(Records from a data collection)
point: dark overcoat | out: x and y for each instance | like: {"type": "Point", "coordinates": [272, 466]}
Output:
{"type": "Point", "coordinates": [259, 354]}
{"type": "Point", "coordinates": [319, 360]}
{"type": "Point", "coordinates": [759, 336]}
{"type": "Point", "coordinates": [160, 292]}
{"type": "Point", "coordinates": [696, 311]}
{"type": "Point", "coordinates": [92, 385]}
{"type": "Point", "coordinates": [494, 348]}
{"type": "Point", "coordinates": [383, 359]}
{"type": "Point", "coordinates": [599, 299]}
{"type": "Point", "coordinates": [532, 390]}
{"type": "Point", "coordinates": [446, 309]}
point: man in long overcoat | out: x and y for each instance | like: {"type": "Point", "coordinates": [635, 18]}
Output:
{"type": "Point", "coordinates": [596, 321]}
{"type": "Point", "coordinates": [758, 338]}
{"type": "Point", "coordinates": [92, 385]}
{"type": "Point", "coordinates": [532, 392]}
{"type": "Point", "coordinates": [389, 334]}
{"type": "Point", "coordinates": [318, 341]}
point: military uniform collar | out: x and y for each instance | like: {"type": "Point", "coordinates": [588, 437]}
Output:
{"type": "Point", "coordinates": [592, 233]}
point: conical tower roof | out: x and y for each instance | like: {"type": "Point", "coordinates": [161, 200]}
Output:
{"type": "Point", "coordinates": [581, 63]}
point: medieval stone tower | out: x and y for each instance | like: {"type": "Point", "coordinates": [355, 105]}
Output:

EXERCISE
Copy all the lines above that hold the string "each".

RESULT
point: dark overcoat | out: x and y for each instance | like: {"type": "Point", "coordinates": [272, 466]}
point: man in long overcoat | out: x and y for each instance | like: {"type": "Point", "coordinates": [635, 18]}
point: military uniform collar | out: x and y for each instance | like: {"type": "Point", "coordinates": [588, 437]}
point: conical tower roof | out: x and y for each instance | like: {"type": "Point", "coordinates": [161, 200]}
point: medieval stone tower | out: x and y for each instance | like: {"type": "Point", "coordinates": [355, 105]}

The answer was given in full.